From the line containing "Note to the class: find the blue striped" down to the last line of the entries, print each line exactly and leave the pictures out.

=====

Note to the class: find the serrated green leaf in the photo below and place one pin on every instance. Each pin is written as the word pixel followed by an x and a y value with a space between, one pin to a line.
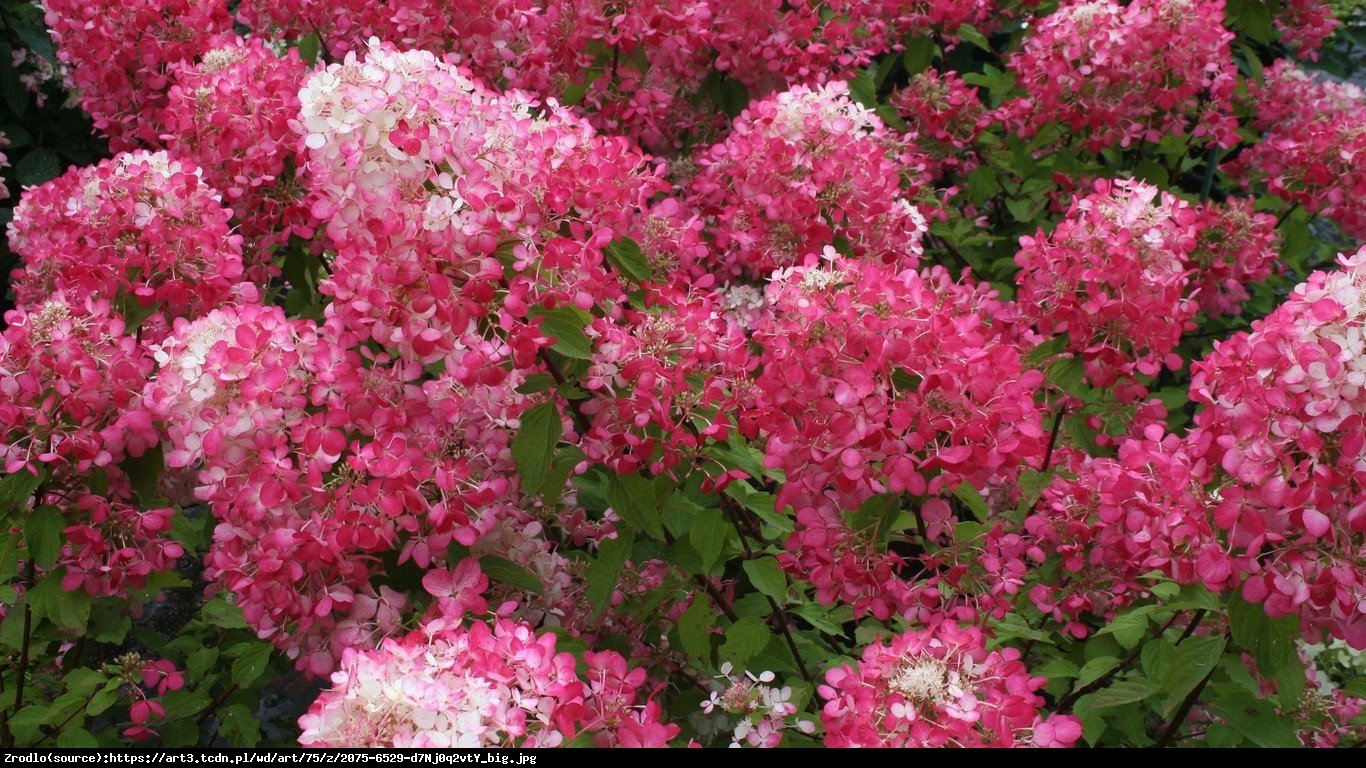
pixel 566 325
pixel 534 444
pixel 1194 659
pixel 67 610
pixel 37 167
pixel 694 629
pixel 239 726
pixel 309 48
pixel 633 499
pixel 1257 720
pixel 252 664
pixel 223 614
pixel 708 535
pixel 1271 641
pixel 1094 670
pixel 743 640
pixel 626 257
pixel 507 571
pixel 1127 629
pixel 77 737
pixel 1124 692
pixel 43 533
pixel 973 499
pixel 605 569
pixel 767 577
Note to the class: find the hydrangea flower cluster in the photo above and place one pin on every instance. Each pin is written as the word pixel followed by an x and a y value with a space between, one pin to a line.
pixel 424 176
pixel 1113 276
pixel 939 688
pixel 119 53
pixel 71 377
pixel 141 230
pixel 230 112
pixel 1316 135
pixel 799 170
pixel 1115 521
pixel 1123 73
pixel 1286 421
pixel 762 711
pixel 527 366
pixel 1235 246
pixel 874 379
pixel 500 685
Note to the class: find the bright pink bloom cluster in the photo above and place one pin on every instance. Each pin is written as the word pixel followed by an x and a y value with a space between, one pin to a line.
pixel 1313 146
pixel 1235 248
pixel 665 380
pixel 1303 26
pixel 874 379
pixel 943 116
pixel 144 682
pixel 1115 521
pixel 939 688
pixel 1113 278
pixel 502 685
pixel 70 379
pixel 230 112
pixel 141 230
pixel 1286 420
pixel 797 171
pixel 1120 73
pixel 116 545
pixel 424 176
pixel 119 56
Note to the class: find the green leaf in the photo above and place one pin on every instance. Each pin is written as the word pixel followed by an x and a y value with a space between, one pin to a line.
pixel 745 638
pixel 633 499
pixel 67 610
pixel 109 621
pixel 239 726
pixel 918 55
pixel 604 571
pixel 252 664
pixel 309 48
pixel 708 535
pixel 43 532
pixel 1257 720
pixel 1057 668
pixel 223 614
pixel 104 698
pixel 1194 659
pixel 970 34
pixel 1271 641
pixel 201 662
pixel 1094 670
pixel 37 167
pixel 566 325
pixel 1124 692
pixel 534 444
pixel 1157 657
pixel 970 498
pixel 507 571
pixel 1068 375
pixel 77 738
pixel 624 256
pixel 145 473
pixel 1127 627
pixel 15 489
pixel 862 89
pixel 1015 626
pixel 695 629
pixel 768 578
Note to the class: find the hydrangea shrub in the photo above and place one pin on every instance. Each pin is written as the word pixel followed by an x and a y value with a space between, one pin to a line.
pixel 443 373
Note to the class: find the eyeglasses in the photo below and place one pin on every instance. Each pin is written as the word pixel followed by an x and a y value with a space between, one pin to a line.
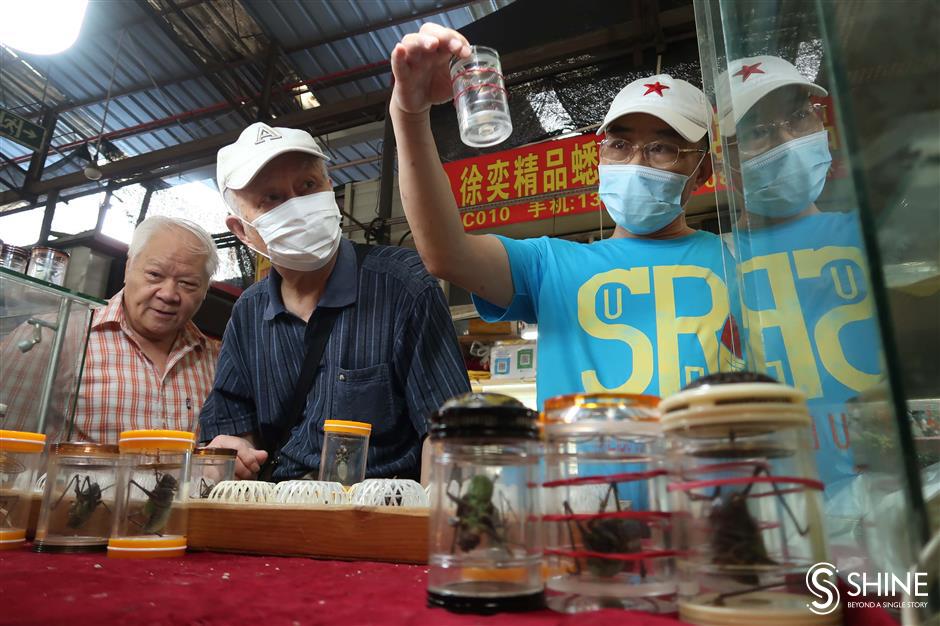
pixel 753 140
pixel 658 154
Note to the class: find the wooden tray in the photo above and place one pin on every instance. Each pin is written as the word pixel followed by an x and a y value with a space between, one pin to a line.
pixel 393 534
pixel 398 535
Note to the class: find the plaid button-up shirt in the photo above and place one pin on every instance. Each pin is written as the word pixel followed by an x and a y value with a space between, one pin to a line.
pixel 121 388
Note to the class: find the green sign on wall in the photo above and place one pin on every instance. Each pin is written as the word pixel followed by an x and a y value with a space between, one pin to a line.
pixel 20 130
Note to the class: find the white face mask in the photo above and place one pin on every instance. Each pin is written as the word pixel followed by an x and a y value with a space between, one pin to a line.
pixel 301 234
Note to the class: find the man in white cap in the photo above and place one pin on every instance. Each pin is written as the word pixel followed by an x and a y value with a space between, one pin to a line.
pixel 642 312
pixel 389 352
pixel 806 292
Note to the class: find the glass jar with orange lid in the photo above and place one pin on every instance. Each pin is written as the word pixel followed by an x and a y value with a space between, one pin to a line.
pixel 20 456
pixel 78 499
pixel 153 489
pixel 608 534
pixel 345 451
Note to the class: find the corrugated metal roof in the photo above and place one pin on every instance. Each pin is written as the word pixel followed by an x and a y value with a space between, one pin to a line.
pixel 124 39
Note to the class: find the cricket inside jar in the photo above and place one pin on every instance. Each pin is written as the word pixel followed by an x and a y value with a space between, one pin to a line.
pixel 744 479
pixel 608 534
pixel 78 501
pixel 345 452
pixel 484 544
pixel 20 456
pixel 153 489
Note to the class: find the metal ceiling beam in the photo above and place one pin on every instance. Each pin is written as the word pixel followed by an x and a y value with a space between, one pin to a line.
pixel 210 49
pixel 158 20
pixel 218 107
pixel 373 103
pixel 351 111
pixel 219 67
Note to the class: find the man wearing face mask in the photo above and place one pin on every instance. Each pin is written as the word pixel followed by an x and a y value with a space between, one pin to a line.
pixel 390 356
pixel 642 312
pixel 806 288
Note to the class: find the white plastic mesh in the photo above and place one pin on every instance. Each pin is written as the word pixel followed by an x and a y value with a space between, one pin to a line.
pixel 238 491
pixel 388 492
pixel 309 492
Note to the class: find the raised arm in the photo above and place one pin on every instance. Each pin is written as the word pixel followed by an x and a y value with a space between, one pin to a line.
pixel 477 263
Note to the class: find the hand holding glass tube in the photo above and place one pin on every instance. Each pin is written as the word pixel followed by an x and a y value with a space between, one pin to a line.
pixel 437 64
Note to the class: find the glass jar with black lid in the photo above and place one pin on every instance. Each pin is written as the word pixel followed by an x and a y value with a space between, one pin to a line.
pixel 485 545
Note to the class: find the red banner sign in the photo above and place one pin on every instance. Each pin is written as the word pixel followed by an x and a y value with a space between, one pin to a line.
pixel 507 176
pixel 560 166
pixel 548 167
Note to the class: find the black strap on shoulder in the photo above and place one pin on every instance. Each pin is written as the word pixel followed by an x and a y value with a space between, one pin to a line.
pixel 316 337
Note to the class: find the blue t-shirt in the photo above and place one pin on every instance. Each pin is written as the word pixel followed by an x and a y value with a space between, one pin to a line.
pixel 627 315
pixel 806 288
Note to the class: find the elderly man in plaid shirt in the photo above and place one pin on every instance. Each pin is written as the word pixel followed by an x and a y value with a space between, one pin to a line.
pixel 146 365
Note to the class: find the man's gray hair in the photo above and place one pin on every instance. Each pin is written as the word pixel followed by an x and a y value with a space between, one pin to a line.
pixel 230 196
pixel 159 223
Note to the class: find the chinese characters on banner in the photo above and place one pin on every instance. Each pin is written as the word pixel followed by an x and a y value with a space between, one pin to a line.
pixel 513 176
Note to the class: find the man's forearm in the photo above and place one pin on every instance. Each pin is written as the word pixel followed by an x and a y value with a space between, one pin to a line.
pixel 426 195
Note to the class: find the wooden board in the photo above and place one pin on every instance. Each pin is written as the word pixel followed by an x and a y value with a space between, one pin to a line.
pixel 398 535
pixel 393 534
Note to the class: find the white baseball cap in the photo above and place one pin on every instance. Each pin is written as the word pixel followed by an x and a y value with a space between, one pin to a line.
pixel 749 79
pixel 674 101
pixel 237 164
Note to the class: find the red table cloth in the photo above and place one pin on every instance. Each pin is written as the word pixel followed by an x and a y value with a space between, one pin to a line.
pixel 211 588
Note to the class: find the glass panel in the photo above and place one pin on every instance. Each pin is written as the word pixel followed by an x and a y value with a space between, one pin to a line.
pixel 43 332
pixel 123 210
pixel 21 229
pixel 78 215
pixel 811 291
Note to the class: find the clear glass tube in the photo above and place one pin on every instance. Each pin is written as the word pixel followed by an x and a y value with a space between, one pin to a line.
pixel 481 98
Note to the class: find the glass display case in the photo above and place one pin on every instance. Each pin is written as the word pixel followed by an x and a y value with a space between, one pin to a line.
pixel 43 333
pixel 828 115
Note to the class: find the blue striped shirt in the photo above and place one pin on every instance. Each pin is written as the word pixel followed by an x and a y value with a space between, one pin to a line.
pixel 391 360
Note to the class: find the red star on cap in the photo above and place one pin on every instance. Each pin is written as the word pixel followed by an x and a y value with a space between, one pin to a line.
pixel 656 88
pixel 747 70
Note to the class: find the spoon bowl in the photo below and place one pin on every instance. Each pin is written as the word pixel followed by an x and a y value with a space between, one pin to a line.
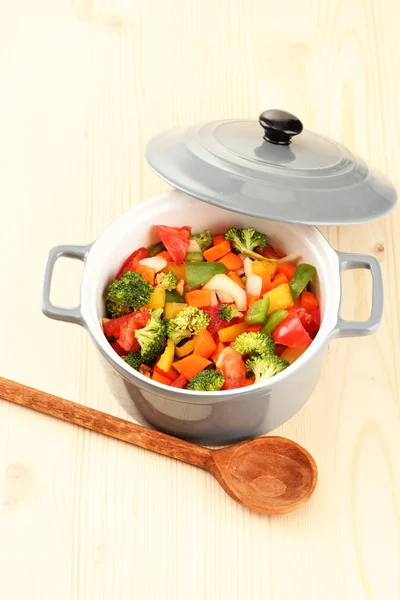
pixel 273 475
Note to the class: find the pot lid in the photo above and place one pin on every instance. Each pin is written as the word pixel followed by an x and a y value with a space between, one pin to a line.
pixel 272 168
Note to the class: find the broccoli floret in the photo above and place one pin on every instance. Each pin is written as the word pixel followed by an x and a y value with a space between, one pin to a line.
pixel 203 239
pixel 206 381
pixel 187 323
pixel 152 338
pixel 175 333
pixel 245 240
pixel 254 342
pixel 127 294
pixel 266 366
pixel 228 312
pixel 115 310
pixel 167 280
pixel 134 359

=====

- [Result below]:
Note to the class: find the blue striped shirt in the photo above and place one pin on every instance. Each pin is written as the word pixel followed by an x and a y value with a space between, one pin to a line.
pixel 391 360
Note to the class: find the red star on cap in the photo above and place one pin on every instance. Each pin is written as the word pixel followed by an x and a y value with a space between, one pin to a line.
pixel 656 88
pixel 747 70
Note to the class: find the spoon bowl in the photo below and place one pin on every instance. Each pin is written as the word pixel followed by an x and a y value with a space between, one pin to a line.
pixel 273 475
Note to the class: find the pot lid in the photo above and place one pin on every instance. Each pin is written as the word pixel followed by an x and a y value with a space between, one pin to a line.
pixel 272 168
Note to the class: find the broccoli floret in the photo above and place one pin on every instance. Each pin is written as the word pixel followed by an x and a y value with a space between, one pin to a line.
pixel 203 239
pixel 206 381
pixel 187 323
pixel 152 338
pixel 175 333
pixel 245 240
pixel 254 342
pixel 127 294
pixel 266 366
pixel 228 312
pixel 115 310
pixel 167 280
pixel 134 359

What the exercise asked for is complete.